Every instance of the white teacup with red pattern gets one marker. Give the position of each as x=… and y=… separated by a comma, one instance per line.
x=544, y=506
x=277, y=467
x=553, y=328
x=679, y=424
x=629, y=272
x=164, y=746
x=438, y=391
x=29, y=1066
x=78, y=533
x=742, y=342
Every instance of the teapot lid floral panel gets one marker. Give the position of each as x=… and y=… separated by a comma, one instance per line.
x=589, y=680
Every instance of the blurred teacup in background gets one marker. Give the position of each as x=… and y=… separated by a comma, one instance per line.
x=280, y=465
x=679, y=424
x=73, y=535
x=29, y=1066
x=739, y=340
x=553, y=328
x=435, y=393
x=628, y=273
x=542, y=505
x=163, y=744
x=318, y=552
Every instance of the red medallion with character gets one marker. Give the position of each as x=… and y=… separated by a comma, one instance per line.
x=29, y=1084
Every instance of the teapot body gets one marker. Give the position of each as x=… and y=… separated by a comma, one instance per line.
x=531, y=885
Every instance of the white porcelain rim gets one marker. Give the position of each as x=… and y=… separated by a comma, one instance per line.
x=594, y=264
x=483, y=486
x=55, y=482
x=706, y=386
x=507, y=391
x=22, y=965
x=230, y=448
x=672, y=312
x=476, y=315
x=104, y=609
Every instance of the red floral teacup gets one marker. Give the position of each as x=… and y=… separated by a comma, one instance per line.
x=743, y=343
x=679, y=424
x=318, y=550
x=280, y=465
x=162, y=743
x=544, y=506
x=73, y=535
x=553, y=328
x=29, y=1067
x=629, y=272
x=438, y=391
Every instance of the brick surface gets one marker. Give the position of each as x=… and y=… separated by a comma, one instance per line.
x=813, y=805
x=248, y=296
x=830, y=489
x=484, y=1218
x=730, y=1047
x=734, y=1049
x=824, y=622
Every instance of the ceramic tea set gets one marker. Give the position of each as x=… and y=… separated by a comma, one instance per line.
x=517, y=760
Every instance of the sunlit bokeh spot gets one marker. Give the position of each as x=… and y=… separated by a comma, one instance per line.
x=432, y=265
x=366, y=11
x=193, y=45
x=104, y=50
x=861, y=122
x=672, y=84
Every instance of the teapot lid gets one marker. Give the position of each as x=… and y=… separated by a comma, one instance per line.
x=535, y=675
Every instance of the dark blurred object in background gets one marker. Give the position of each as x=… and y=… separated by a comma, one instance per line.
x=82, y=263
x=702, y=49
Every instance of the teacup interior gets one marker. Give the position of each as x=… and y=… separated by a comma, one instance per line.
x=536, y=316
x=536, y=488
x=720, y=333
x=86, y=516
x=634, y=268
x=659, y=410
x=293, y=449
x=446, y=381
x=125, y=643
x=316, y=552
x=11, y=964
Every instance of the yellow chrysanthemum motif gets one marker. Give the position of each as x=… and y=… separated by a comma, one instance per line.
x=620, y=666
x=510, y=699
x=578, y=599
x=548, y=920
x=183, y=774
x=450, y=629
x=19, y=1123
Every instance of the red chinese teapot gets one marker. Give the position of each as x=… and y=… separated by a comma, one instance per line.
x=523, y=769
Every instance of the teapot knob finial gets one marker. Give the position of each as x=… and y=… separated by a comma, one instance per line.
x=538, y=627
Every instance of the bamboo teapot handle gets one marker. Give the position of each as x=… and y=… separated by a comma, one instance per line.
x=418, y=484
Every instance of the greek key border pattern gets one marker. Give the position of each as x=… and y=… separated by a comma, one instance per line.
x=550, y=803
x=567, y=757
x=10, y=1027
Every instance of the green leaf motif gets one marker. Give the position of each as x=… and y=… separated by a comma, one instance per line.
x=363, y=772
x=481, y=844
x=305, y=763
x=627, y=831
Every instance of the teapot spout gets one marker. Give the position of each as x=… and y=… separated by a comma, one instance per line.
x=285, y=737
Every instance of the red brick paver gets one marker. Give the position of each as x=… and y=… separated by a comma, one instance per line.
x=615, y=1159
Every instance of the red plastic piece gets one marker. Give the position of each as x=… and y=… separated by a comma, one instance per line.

## GOAL
Can you rewrite all the items above with "gets one marker" switched to "receives one marker" and everything else unchanged?

## RESPONSE TO THE EXERCISE
Every instance of the white teacup with red pattern receives one marker. Give the position of each as x=… and y=… separated by a comma, one instance per line.
x=544, y=506
x=277, y=467
x=553, y=328
x=679, y=424
x=629, y=272
x=164, y=746
x=438, y=391
x=29, y=1066
x=78, y=533
x=742, y=342
Every instance of the teapot lid floral panel receives one marker. Give the position of each as x=… and y=… separated by a comma, one instance per line.
x=589, y=680
Every instance of the blurred teacup in background receives one marker. Give the position of each as x=… and y=… separated by a comma, one instance per line.
x=280, y=465
x=679, y=424
x=73, y=535
x=29, y=1066
x=739, y=340
x=553, y=328
x=435, y=393
x=628, y=273
x=542, y=505
x=163, y=744
x=318, y=552
Every instance of the red medallion with character receives one marker. Give the position of each as x=… and y=… separated by a comma, one instance per line.
x=29, y=1084
Every instance of the teapot body receives one marker. Give the position of each as x=… and y=… separated by a comma, one instance per line.
x=531, y=885
Every instance of the white porcelain rim receives one marker. Give the position of each as x=… and y=… separated by a comma, one instance per line.
x=594, y=264
x=483, y=486
x=55, y=482
x=706, y=386
x=507, y=391
x=22, y=965
x=230, y=448
x=672, y=312
x=476, y=315
x=104, y=609
Every instance of the red floral teacup receives one marker. Give the position of each as x=… and y=… separated by a comma, one instance per line.
x=743, y=343
x=679, y=424
x=318, y=550
x=280, y=465
x=162, y=743
x=544, y=506
x=73, y=535
x=553, y=328
x=29, y=1067
x=629, y=272
x=438, y=391
Every instance of the brick surface receives one marker. Give the position of each as x=… and y=… separated by a comma, one instance per line.
x=813, y=805
x=248, y=296
x=830, y=489
x=484, y=1218
x=730, y=1047
x=734, y=1049
x=824, y=622
Every instance of the ceramic tea set receives one marker. Give the position of each as x=… and y=… separated by a comma, one instance per line.
x=517, y=760
Every instance of the sunlit bokeh spot receives one marker. Give the position of each as x=… and y=… separated by a comma, one instance per line.
x=432, y=265
x=366, y=11
x=193, y=45
x=104, y=50
x=861, y=122
x=672, y=84
Every instance of the teapot lid receives one marker. Give the position of each as x=… and y=… separated by a comma, one instance per line.
x=535, y=675
Every instance of the dark blurred object in background receives one marker. Give the position of each as x=… and y=… separated by a comma, one instance per line.
x=82, y=263
x=702, y=49
Every instance of the teacup interior receives one marker. Give the position of each as x=… and y=… separated by a comma, one instance per line.
x=536, y=316
x=536, y=488
x=720, y=333
x=86, y=516
x=634, y=268
x=659, y=410
x=293, y=449
x=446, y=381
x=125, y=643
x=316, y=552
x=11, y=964
Every instance of the yellow chrysanthemum motif receives one marker. Give the position of each as x=… and y=… separated by a comma, one instance per line.
x=620, y=666
x=510, y=699
x=578, y=599
x=548, y=920
x=183, y=774
x=450, y=629
x=19, y=1123
Every instance of the red chinese teapot receives one marker. Give the position of each as x=… and y=… separated by a comma, one instance per line.
x=523, y=769
Every instance of the teapot knob finial receives one marker. Give the position of each as x=… and y=… separated by a comma, one instance per line.
x=538, y=627
Every instance of the bamboo teapot handle receives one marker. Give the position of each as x=… and y=… separated by a comma, one instance per line.
x=418, y=484
Every instance of the greek key border pattern receives one marker. Give the position of each as x=… and y=… separated by a comma, one instance per line.
x=550, y=803
x=567, y=757
x=10, y=1027
Every instance of the green leaf motif receives one marker. Give the position of each as x=… and y=… separated by a comma, one instance per line.
x=363, y=772
x=481, y=844
x=305, y=763
x=627, y=831
Every instance of the teapot spout receives one marker. Give the position of each as x=… and y=… separated by a comma, one instance per line.
x=285, y=737
Every instance of the red brick paver receives one marker. Give the position of each as x=… and y=… separated by a comma, one instance per line.
x=615, y=1159
Every instance of the red plastic piece receives one marker. Give the position of each as x=… and y=… separated by a comma, one instance per line.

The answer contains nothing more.